- **DATA RECORDS**

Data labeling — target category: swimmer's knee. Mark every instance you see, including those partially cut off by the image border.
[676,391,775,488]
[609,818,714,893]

...

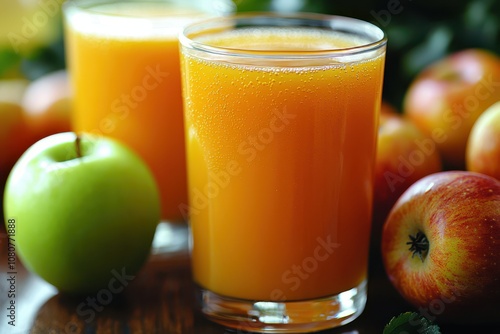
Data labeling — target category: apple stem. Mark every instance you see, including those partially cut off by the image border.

---

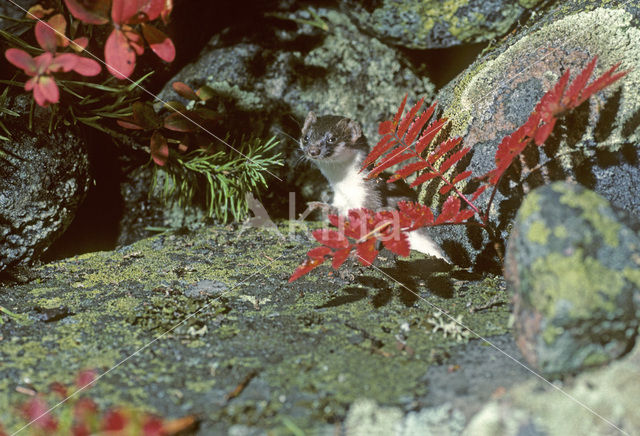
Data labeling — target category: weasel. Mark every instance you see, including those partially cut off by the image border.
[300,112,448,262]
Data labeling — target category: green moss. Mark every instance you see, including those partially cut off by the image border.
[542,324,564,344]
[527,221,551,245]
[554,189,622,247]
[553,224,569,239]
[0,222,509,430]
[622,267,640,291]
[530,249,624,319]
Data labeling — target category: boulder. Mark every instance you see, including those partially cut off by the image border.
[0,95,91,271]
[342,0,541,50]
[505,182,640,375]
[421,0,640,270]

- **GIVEN EXERCISE**
Please copy out everything from the line containing "Data labeling — target category: green" down to the line containing "[421,0,640,270]", both of those lines included, unchanged from the records above.

- **RESPONSE**
Data labeling — target category: green moss. Mark every instance you see, including those partially cut off by the image border.
[542,324,564,344]
[527,221,551,245]
[554,189,622,247]
[553,224,569,239]
[0,222,509,430]
[622,267,640,291]
[530,249,624,319]
Data labeling — target category: boulder. Mark every instance you see, including those partially cut off by the image border.
[0,95,91,271]
[342,0,541,50]
[505,182,640,375]
[421,0,640,270]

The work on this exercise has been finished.